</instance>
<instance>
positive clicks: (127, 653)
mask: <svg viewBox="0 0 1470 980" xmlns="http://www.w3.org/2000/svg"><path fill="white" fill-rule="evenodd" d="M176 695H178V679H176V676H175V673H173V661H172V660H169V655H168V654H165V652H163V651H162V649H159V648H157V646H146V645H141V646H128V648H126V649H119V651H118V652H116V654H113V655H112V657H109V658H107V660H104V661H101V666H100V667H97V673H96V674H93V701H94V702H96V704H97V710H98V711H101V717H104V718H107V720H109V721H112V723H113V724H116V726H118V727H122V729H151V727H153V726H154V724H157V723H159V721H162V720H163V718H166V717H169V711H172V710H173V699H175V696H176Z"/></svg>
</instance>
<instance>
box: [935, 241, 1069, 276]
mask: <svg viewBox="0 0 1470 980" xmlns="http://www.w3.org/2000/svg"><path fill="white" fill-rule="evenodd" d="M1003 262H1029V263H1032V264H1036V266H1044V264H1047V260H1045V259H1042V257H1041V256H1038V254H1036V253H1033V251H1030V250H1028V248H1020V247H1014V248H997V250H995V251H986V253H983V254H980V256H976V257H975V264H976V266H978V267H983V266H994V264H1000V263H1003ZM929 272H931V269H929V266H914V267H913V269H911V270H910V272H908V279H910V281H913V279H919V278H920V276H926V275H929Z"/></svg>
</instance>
=-=-=-=-=
**REQUIREMENT:** Give again, word for word, every line from the one holding "box: [935, 241, 1069, 276]" to the end of the data.

**RESULT OF THE TASK:**
box: [935, 241, 1069, 276]
mask: <svg viewBox="0 0 1470 980" xmlns="http://www.w3.org/2000/svg"><path fill="white" fill-rule="evenodd" d="M1003 262H1029V263H1032V264H1036V266H1044V264H1047V260H1045V259H1042V257H1041V256H1038V254H1036V253H1033V251H1030V250H1028V248H1020V247H1014V248H997V250H995V251H986V253H983V254H980V256H976V257H975V264H976V266H978V267H983V266H994V264H1000V263H1003ZM929 272H931V269H929V266H914V267H913V269H911V270H910V272H908V279H910V281H913V279H919V278H920V276H926V275H929Z"/></svg>
</instance>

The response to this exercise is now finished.